### [Objectif visé]
Transcrivez fidèlement le passage de l'entretien avec Pascale Frey, présenté ci-dessous, qui va de « J.V. : J’allais » à « publication d’un texte. ».

### [Passage retenu]
Pascale Frey : C’est un prix prescripteur car très juste. La Rédaction n’intervient que dans le choix des livres que l’on donne à lire. Ensuite, on ne s’en mêle plus. Ce sont les lectrices qui entrent en jeu. Un livre lauréat a été lu par 120 lectrices. C’est énorme ! Quel jury peut faire aussi bien ? C’est un prix de lecteurs, le premier d’ailleurs à avoir été lancé. Je suis très heureuse de fêter cet anniversaire, cela d’autant plus que c’est « mon » dernier prix, car après vingt-quatre ans passés au magazine ELLE, je m’en vais vers d’autres projets.
J.V. : Quelle nouvelle ! Quels sont vos projets ?
P.F. : Je vais rester dans le milieu, avec mon site <onlalu.com> notamment. Il marche bien mais on peut faire mieux, à condition de disposer d’un peu plus de temps. Je collabore également à Matin Dimanche depuis janvier 2019. Et, aussi, quelque chose de nouveau pour moi : je me lance dans l’édition !

 

J.V. : J’allais vous demander si l’écriture ne vous tentait pas ! Comment vous est venue cette idée ?
P.F. : Concernant l’écriture, je me contente de mes livres avec Soledad. Je n’écrirai pas de roman et me cantonnerai, si l’occasion se présente, à des livres de journalistes. Je peux aussi parfois prêter ma plume. Je suis vraiment une lectrice, avant tout. D’ailleurs, le travail d’éditeur me permet de prolonger ce que je suis depuis 30 ans ! Il m’arrive de plus en plus souvent, lorsque je lis un livre, de trouver qu’il n’est pas réellement « édité» : trop de longueurs…

Quand ce sont des livres étrangers, l’éditeur français n’a sans doute rien pu faire, mais lorsqu’il s’agit de livres français, je trouve cela un peu dommage. C’est donc l’occasion d’aller un peu plus loin aujourd’hui et intervenir davantage avant la publication d’un texte.

J.V. : Dans quel cadre comptez-vous exercer cette activité éditoriale ?

### [Données affichées]

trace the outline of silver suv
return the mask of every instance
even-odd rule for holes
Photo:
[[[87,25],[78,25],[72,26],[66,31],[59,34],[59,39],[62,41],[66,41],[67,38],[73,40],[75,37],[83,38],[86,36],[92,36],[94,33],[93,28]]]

### [Corrigé proposé]
J.V. : J’allais vous demander si l’écriture ne vous tentait pas ! Comment vous est venue cette idée ?
P.F. : Concernant l’écriture, je me contente de mes livres avec Soledad. Je n’écrirai pas de roman et me cantonnerai, si l’occasion se présente, à des livres de journalistes. Je peux aussi parfois prêter ma plume. Je suis vraiment une lectrice, avant tout. D’ailleurs, le travail d’éditeur me permet de prolonger ce que je suis depuis 30 ans ! Il m’arrive de plus en plus souvent, lorsque je lis un livre, de trouver qu’il n’est pas réellement « édité» : trop de longueurs…

Quand ce sont des livres étrangers, l’éditeur français n’a sans doute rien pu faire, mais lorsqu’il s’agit de livres français, je trouve cela un peu dommage. C’est donc l’occasion d’aller un peu plus loin aujourd’hui et intervenir davantage avant la publication d’un texte.